# INSTRUCTION
Gather every line of the records below that contains the string "greens", and copy each one in full.
BEGIN MATERIALS PROVIDED
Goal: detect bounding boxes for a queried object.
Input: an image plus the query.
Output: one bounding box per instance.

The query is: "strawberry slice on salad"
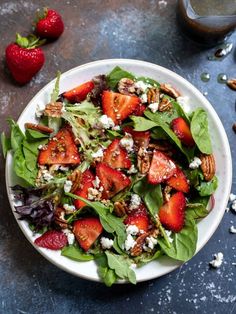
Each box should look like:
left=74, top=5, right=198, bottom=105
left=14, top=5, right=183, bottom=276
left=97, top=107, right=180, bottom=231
left=148, top=151, right=176, bottom=184
left=158, top=192, right=186, bottom=232
left=123, top=126, right=150, bottom=148
left=102, top=91, right=140, bottom=124
left=96, top=163, right=131, bottom=199
left=73, top=217, right=103, bottom=251
left=38, top=127, right=80, bottom=165
left=167, top=167, right=189, bottom=193
left=63, top=81, right=94, bottom=103
left=103, top=139, right=131, bottom=169
left=171, top=117, right=195, bottom=146
left=34, top=230, right=68, bottom=250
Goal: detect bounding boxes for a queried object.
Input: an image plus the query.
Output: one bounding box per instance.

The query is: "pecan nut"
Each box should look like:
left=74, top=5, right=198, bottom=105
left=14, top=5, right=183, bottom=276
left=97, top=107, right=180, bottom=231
left=43, top=102, right=63, bottom=118
left=200, top=154, right=216, bottom=181
left=227, top=79, right=236, bottom=90
left=118, top=78, right=136, bottom=95
left=160, top=83, right=181, bottom=98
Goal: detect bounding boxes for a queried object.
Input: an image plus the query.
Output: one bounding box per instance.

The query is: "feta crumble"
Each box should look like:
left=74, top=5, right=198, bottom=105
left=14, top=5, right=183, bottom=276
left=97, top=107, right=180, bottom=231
left=100, top=237, right=114, bottom=250
left=64, top=180, right=73, bottom=193
left=129, top=194, right=141, bottom=210
left=120, top=133, right=134, bottom=153
left=189, top=157, right=202, bottom=169
left=209, top=252, right=224, bottom=268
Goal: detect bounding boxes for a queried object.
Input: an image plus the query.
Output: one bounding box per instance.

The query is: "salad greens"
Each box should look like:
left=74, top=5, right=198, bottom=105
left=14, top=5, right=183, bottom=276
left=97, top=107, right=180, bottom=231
left=1, top=67, right=218, bottom=287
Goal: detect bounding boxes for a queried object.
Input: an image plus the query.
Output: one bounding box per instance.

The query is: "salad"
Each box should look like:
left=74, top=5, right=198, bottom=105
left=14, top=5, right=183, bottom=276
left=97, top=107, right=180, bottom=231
left=1, top=67, right=217, bottom=286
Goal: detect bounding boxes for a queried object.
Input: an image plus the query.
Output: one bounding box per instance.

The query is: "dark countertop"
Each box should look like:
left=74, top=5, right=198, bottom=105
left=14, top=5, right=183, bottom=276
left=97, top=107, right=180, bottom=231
left=0, top=0, right=236, bottom=314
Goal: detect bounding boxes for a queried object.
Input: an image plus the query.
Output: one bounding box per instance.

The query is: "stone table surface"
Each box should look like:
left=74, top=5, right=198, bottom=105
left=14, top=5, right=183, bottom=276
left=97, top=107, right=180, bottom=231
left=0, top=0, right=236, bottom=314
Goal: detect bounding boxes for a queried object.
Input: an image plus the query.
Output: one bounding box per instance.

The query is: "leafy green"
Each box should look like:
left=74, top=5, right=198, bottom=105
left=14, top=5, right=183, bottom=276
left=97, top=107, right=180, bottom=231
left=105, top=251, right=136, bottom=284
left=196, top=176, right=218, bottom=196
left=157, top=215, right=198, bottom=262
left=190, top=108, right=212, bottom=154
left=61, top=245, right=94, bottom=261
left=107, top=66, right=135, bottom=89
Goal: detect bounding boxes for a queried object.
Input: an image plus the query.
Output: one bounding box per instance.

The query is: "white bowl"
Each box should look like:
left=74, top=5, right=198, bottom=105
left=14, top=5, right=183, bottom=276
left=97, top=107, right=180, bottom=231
left=6, top=59, right=232, bottom=282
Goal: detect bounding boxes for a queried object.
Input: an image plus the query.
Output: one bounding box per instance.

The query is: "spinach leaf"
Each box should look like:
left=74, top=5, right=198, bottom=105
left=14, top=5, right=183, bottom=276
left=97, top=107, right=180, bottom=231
left=157, top=215, right=198, bottom=262
left=61, top=245, right=94, bottom=261
left=190, top=108, right=212, bottom=154
left=107, top=66, right=135, bottom=89
left=196, top=176, right=218, bottom=196
left=105, top=251, right=136, bottom=284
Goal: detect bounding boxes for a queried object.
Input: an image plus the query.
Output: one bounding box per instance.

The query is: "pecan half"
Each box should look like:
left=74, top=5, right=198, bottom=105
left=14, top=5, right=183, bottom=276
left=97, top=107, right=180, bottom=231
left=160, top=83, right=181, bottom=98
left=227, top=79, right=236, bottom=90
left=147, top=88, right=160, bottom=104
left=158, top=97, right=172, bottom=112
left=25, top=123, right=54, bottom=134
left=118, top=78, right=136, bottom=95
left=200, top=154, right=216, bottom=181
left=43, top=102, right=63, bottom=118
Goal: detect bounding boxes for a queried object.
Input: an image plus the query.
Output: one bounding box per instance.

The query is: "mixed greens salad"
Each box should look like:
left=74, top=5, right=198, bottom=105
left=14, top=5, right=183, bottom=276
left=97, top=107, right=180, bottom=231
left=1, top=67, right=217, bottom=286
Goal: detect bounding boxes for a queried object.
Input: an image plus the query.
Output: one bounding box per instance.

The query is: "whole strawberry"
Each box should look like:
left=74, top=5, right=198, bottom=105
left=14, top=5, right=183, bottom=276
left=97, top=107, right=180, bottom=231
left=35, top=8, right=64, bottom=39
left=6, top=34, right=45, bottom=84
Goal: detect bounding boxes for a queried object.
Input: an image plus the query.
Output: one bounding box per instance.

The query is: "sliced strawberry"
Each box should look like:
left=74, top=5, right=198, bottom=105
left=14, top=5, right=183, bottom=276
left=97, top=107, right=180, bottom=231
left=124, top=204, right=149, bottom=232
left=96, top=163, right=131, bottom=198
left=159, top=192, right=186, bottom=232
left=167, top=167, right=189, bottom=193
left=38, top=128, right=80, bottom=165
left=34, top=230, right=68, bottom=250
left=171, top=117, right=195, bottom=146
left=123, top=126, right=150, bottom=148
left=103, top=139, right=131, bottom=169
left=102, top=91, right=140, bottom=124
left=74, top=170, right=95, bottom=209
left=63, top=81, right=94, bottom=103
left=73, top=217, right=103, bottom=251
left=148, top=151, right=176, bottom=184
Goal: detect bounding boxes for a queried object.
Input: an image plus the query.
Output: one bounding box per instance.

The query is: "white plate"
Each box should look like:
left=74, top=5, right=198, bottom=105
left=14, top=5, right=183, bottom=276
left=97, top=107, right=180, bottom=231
left=6, top=59, right=232, bottom=281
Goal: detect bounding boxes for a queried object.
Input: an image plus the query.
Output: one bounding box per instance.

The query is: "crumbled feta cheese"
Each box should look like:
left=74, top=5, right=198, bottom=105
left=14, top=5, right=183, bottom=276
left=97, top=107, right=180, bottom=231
left=189, top=157, right=202, bottom=169
left=42, top=169, right=53, bottom=182
left=64, top=180, right=73, bottom=193
left=229, top=193, right=236, bottom=202
left=148, top=102, right=159, bottom=113
left=91, top=148, right=103, bottom=158
left=126, top=225, right=139, bottom=235
left=125, top=234, right=136, bottom=251
left=127, top=165, right=138, bottom=174
left=229, top=226, right=236, bottom=233
left=129, top=194, right=141, bottom=210
left=99, top=114, right=115, bottom=129
left=100, top=237, right=114, bottom=250
left=62, top=229, right=75, bottom=245
left=35, top=104, right=46, bottom=118
left=120, top=133, right=134, bottom=153
left=209, top=252, right=224, bottom=268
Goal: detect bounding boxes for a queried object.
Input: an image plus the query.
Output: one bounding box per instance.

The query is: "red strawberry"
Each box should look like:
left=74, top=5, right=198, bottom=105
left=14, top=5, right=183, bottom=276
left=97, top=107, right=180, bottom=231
left=103, top=139, right=131, bottom=169
left=73, top=217, right=103, bottom=251
left=34, top=230, right=68, bottom=250
left=35, top=8, right=64, bottom=39
left=5, top=34, right=45, bottom=84
left=171, top=117, right=195, bottom=146
left=123, top=126, right=150, bottom=148
left=159, top=192, right=186, bottom=232
left=102, top=91, right=140, bottom=124
left=124, top=205, right=149, bottom=232
left=74, top=170, right=95, bottom=209
left=167, top=167, right=189, bottom=193
left=63, top=81, right=94, bottom=103
left=38, top=128, right=80, bottom=165
left=96, top=163, right=131, bottom=198
left=148, top=151, right=176, bottom=184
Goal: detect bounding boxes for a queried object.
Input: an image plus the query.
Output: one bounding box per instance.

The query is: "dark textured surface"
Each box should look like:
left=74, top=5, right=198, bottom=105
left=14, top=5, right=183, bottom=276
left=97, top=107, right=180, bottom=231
left=0, top=0, right=236, bottom=314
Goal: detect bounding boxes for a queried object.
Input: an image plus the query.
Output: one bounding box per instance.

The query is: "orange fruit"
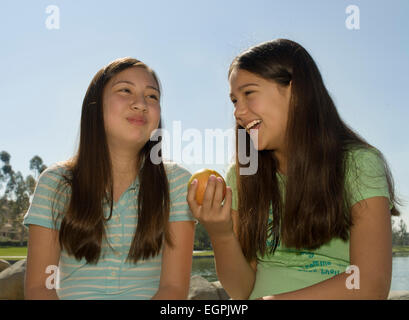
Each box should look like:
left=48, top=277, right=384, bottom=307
left=188, top=169, right=226, bottom=205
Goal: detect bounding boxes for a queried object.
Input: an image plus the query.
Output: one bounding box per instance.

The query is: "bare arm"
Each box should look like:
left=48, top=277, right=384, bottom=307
left=152, top=221, right=195, bottom=300
left=187, top=177, right=256, bottom=299
left=263, top=197, right=392, bottom=299
left=24, top=224, right=60, bottom=300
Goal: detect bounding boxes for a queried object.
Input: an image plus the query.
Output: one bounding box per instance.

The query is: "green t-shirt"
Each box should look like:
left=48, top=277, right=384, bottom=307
left=226, top=148, right=392, bottom=299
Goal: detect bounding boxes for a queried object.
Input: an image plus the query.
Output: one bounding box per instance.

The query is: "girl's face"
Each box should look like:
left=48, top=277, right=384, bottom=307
left=229, top=68, right=291, bottom=151
left=103, top=67, right=160, bottom=150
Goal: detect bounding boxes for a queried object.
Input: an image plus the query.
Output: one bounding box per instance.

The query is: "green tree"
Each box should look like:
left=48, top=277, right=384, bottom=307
left=194, top=223, right=212, bottom=250
left=30, top=156, right=47, bottom=179
left=398, top=219, right=407, bottom=246
left=0, top=151, right=47, bottom=245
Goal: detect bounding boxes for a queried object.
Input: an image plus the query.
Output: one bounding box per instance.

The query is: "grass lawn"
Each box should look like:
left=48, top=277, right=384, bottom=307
left=193, top=250, right=213, bottom=257
left=0, top=247, right=27, bottom=259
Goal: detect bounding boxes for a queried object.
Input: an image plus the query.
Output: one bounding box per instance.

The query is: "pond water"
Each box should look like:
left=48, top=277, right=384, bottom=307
left=192, top=256, right=409, bottom=291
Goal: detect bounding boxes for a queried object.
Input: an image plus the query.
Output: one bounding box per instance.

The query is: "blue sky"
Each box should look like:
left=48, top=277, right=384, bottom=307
left=0, top=0, right=409, bottom=225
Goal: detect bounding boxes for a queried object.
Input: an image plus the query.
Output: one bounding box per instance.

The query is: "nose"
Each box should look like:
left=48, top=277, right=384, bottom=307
left=131, top=97, right=147, bottom=112
left=234, top=100, right=247, bottom=124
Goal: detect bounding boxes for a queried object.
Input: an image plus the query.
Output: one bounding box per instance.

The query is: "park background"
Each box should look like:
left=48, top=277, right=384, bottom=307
left=0, top=0, right=409, bottom=290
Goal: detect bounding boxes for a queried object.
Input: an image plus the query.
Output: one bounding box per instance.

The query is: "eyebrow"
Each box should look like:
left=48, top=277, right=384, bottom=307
left=230, top=83, right=259, bottom=97
left=112, top=80, right=160, bottom=92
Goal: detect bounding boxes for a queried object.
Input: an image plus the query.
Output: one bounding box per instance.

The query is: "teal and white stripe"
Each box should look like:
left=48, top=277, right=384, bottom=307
left=24, top=163, right=194, bottom=299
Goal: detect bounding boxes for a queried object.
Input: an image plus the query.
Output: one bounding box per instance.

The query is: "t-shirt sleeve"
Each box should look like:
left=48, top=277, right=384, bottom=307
left=346, top=149, right=393, bottom=209
left=168, top=164, right=196, bottom=222
left=23, top=168, right=67, bottom=230
left=226, top=164, right=238, bottom=211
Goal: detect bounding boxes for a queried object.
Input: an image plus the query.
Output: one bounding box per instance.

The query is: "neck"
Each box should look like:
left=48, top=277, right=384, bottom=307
left=109, top=146, right=138, bottom=184
left=274, top=150, right=287, bottom=175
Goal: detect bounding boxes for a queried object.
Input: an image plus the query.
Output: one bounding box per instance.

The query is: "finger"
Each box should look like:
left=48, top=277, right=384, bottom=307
left=202, top=174, right=216, bottom=210
left=223, top=187, right=233, bottom=212
left=186, top=179, right=200, bottom=219
left=213, top=177, right=224, bottom=207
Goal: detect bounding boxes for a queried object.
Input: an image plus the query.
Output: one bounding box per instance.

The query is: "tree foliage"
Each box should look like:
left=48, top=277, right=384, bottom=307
left=0, top=151, right=47, bottom=243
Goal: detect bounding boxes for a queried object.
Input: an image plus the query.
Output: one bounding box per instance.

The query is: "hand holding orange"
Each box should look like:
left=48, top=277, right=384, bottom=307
left=188, top=169, right=226, bottom=205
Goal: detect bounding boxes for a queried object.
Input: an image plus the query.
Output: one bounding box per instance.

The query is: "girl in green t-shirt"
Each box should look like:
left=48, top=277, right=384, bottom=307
left=187, top=39, right=399, bottom=299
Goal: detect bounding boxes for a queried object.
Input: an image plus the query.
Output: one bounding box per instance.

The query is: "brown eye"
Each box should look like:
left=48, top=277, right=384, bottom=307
left=119, top=88, right=131, bottom=93
left=148, top=94, right=159, bottom=101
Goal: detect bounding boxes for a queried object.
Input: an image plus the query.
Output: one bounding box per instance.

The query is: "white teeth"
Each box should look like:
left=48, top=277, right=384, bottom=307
left=246, top=120, right=261, bottom=131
END MATERIALS PROVIDED
# OUTPUT OF THE TASK
The query is: "salad greens"
The query is: "mixed greens salad"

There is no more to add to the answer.